_STATED EXERCISE_
Copy the lines of the data below verbatim, starting at the line that contains "Where can the silver" and continuing through the last line of the data, inclusive.

[Position annotation data]
'''

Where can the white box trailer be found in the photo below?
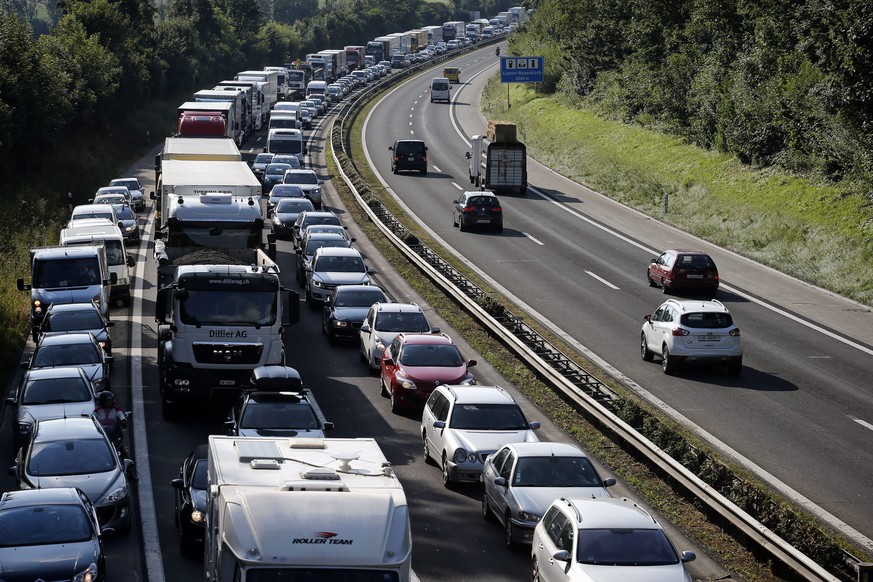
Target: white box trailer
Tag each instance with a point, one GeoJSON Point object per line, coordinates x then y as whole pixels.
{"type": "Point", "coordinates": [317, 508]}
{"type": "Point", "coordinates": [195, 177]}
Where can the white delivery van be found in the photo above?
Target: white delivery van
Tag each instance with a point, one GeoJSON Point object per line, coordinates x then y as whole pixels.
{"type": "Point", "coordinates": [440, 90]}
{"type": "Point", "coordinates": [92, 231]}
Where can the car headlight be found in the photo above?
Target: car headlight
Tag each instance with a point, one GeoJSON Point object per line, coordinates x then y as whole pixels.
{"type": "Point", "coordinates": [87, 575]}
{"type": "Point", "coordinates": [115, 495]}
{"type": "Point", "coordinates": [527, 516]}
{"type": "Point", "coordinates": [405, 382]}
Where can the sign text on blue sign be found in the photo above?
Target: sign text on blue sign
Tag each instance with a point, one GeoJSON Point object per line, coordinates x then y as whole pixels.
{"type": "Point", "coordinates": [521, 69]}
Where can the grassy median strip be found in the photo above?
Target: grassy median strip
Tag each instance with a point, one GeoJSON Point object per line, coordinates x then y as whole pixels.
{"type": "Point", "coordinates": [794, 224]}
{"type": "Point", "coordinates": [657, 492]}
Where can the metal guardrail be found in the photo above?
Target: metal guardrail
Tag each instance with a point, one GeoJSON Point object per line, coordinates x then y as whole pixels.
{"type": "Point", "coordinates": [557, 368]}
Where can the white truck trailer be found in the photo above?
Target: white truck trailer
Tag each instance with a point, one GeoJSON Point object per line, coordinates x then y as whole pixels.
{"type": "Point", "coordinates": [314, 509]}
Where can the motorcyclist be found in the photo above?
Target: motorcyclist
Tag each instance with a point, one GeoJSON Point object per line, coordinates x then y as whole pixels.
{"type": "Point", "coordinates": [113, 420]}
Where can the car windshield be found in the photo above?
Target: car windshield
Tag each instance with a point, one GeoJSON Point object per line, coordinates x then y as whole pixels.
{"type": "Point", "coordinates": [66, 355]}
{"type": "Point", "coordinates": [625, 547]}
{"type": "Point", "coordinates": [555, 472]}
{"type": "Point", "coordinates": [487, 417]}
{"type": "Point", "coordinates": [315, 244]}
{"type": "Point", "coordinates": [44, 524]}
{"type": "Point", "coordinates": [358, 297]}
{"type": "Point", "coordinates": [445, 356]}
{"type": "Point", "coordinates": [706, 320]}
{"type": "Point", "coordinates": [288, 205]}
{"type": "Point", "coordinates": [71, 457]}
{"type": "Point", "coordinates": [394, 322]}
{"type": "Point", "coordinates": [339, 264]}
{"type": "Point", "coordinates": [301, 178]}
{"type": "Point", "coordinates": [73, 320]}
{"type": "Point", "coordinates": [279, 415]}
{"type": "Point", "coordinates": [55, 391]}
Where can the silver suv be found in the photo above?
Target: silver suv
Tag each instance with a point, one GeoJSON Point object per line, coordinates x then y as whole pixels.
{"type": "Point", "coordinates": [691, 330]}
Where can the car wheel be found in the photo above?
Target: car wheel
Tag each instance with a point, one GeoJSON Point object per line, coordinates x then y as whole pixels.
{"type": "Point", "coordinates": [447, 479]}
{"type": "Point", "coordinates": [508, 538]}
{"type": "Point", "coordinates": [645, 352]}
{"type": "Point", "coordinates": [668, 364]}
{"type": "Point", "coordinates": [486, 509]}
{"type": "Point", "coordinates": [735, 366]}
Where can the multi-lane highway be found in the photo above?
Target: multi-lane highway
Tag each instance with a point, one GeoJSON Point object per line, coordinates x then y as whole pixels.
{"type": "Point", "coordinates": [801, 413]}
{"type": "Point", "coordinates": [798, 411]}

'''

_FULL OUTPUT_
Where can the silver suv be found in the photo above?
Target: silver suv
Tag each instance with a point, one GeoJSON Point object per line, coordinates x then y as whole pixels.
{"type": "Point", "coordinates": [691, 330]}
Where can the car wheel be found in the photo above?
Target: car wheel
Tag each instance with a point, one GeoJSON Point object per line, coordinates x then y as whole pixels.
{"type": "Point", "coordinates": [447, 479]}
{"type": "Point", "coordinates": [508, 538]}
{"type": "Point", "coordinates": [645, 352]}
{"type": "Point", "coordinates": [668, 364]}
{"type": "Point", "coordinates": [486, 509]}
{"type": "Point", "coordinates": [735, 366]}
Where can the multi-lane highway be found in the photo above?
Target: multi-lane highway
Tag each instance with a point, one GeoJSON Point object per line, coordinates x then y as whole pixels.
{"type": "Point", "coordinates": [801, 413]}
{"type": "Point", "coordinates": [798, 411]}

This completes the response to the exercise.